Le 19 octobre 1905, dans les méandres de la Légation de Chine à Paris, Li Yuying, également connu sous le nom de Li Shizeng, un jeune attaché vibrant d’idées et d’aspirations, présenta une communication remarquable au deuxième Congrès international de laiterie. Il s’agissait d’une communication sur un aliment encore méconnu en France à l’époque : le lait végétal en Chine. Li Yuying, brillant élève formé à l’École pratique d’agriculture du Chesnoy à Montargis, ne cherchait pas seulement à convaincre ses auditeurs des qualités du lait végétal et du fromage végétal, comparables à celles des spécialités laitières qu’ils chérissaient, mais il souhaitait surtout éveiller leur curiosité scientifique et présenter au monde occidental une ressource alimentaire ancestrale, fruit de l’inventivité chinoise.
En effet, le tofu, ce produit dérivé du soja, était déjà présent en Chine depuis le Xe siècle et depuis plusieurs siècles dans les contrées sinisées de l’Asie orientale et du Sud-Est. Les techniques de fabrication du fromage végétal étaient étonnamment similaires à celles utilisées dans les fromageries traditionnelles. Le liquide blanchâtre issu des graines de soja broyées et filtrées, ressemblant tant par sa couleur que par sa consistance au lait, ainsi que le caillé obtenu par l’ajout d’agents coagulants tels que le chlorure de magnésium ou le sulfate de calcium, formaient une masse rappelant étrangement le fromage frais. Cette similitude avait déjà attiré l’attention des premiers missionnaires, qui, au XVIIe siècle, découvrirent le tofu au Japon et en Chine, allant jusqu’à le qualifier, à juste titre, de « fromage végétal », à l’instar de Li Yuying.
Quelques années plus tard, Li Yuying devint membre de l’Institut Pasteur, tout en se revendiquant anarchiste et végétarien. En 1908-1909, il attira à nouveau l’attention des cercles scientifiques parisiens en établissant, à La Garenne-Colombes (Les Valises), l’usine innovante Inasta-Solaine, dotée d’installations ultramodernes. C’est là qu’il inaugura la production de ce qu’il considérait comme des « fromages de soja » frais fermentés, qu’il comparait audacieusement au gruyère, au camembert et au roquefort en termes de goût. Bien qu’il s’agisse de la première entreprise de cette envergure en Occident, Li Yuying suivait un chemin déjà emprunté en 1858 par la Société d’acclimatation française, première organisation occidentale à s’intéresser aux usages potentiels de ce « pois oléagineux ».
Les premières graines de soja furent envoyées à Buffon en 1740 par des missionnaires vivant en Chine. On raconte également qu’un sachet de graines daté de 1779 fut soigneusement conservé au Cabinet du Roi. Cependant, il fallut attendre la parution en 1881 du livre d’Auguste Pailleux sur le soja pour que l’histoire de cette nouvelle légumineuse parvienne en Europe, grâce aux efforts d’une série de savants.

+++

Consigne:
Reprenez le texte sur l'arrivée du soja en France et écrivez la suite après sa dernière phrase.

Enregistrements affichés:
+++

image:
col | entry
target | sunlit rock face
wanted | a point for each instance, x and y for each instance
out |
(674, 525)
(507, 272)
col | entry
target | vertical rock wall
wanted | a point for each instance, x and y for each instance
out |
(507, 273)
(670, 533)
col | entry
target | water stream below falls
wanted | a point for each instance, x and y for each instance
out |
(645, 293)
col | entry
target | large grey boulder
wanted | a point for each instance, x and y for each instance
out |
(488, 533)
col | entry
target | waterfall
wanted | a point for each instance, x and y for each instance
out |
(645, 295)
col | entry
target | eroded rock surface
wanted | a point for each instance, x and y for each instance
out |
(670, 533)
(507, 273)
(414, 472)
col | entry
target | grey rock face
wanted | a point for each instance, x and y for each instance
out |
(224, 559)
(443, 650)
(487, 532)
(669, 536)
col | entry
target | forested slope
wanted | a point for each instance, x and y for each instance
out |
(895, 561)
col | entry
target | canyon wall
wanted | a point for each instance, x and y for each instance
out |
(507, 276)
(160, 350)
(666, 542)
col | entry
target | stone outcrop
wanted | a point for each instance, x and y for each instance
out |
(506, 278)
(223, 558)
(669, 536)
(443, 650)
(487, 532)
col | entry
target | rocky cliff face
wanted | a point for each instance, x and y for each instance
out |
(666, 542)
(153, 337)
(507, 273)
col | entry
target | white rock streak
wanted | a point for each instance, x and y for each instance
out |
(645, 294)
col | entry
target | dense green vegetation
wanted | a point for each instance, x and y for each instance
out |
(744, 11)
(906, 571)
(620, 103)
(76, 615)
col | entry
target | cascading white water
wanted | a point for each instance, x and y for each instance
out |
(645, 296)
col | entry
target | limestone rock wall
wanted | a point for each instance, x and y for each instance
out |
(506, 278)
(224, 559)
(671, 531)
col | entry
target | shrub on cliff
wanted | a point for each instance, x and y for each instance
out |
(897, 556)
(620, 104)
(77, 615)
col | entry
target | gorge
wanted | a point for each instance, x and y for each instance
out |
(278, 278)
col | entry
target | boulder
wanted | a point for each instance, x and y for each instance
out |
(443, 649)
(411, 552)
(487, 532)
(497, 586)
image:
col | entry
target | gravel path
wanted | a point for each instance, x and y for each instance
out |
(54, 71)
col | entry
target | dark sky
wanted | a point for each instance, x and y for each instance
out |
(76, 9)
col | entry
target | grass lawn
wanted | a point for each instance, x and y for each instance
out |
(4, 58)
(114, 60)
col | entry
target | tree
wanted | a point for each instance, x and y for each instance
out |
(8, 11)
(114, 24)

+++

Réponse attendue:
Agronomes, arboriculteurs, horticulteurs et même simples curieux érudits se lancèrent, à titre privé, dans l’expérimentation de sa culture avec les quelques graines distribuées par la Société d’acclimatation, qui les obtenait du consul français à Shanghai. Inspiré par une description précise des techniques de fabrication du « fromage de pois », ou tofu, parue en 1866, Pailleux, devenu un fervent défenseur du soja en tant que future ressource alimentaire pour la population française, parvint, après de nombreuses tentatives, à obtenir un résultat tout à fait satisfaisant. Malgré ces essais domestiques réussis, aucune entreprise d’envergure ne vit le jour en France avant la création de la Caséo-Sojaïne par Li Yuying, une usine pionnière sans héritière. Même l’obtention, en 1910 à Londres, du tout premier brevet au monde sur le processus de fabrication du tofu par le jeune entrepreneur ne changea rien à cette réalité.
Il était évident que le « goût de pois cru » associé au fromage et au lait de soja ne plaisait guère, constituant un véritable handicap à sa diffusion en France. Pourtant, le lait de soja était un liquide d’une qualité irréprochable sur les plans hygiénique et digestif, ce qui n’était pas toujours le cas du lait de vache. La Caséo-Sojaïne fit rapidement faillite, malgré sa présence dans des installations à la pointe de la technologie.
De l’autre côté de l’Atlantique, où la culture du soja était encore peu répandue, le tofu demeura inconnu pendant de nombreuses années. On n’en devinait l’existence qu’à travers l’action de quelques propriétaires d’épiceries asiatiques à la fin du XIXe siècle. Même après une enquête officielle sur la composition du tofu en 1912 et l’obtention d’un brevet en 1917 par un fabricant de tofu japonais, ce produit demeurait étranger en Amérique au moment de la Première Guerre mondiale. Les efforts de quelques scientifiques pour le faire connaître n’avaient pas porté leurs fruits.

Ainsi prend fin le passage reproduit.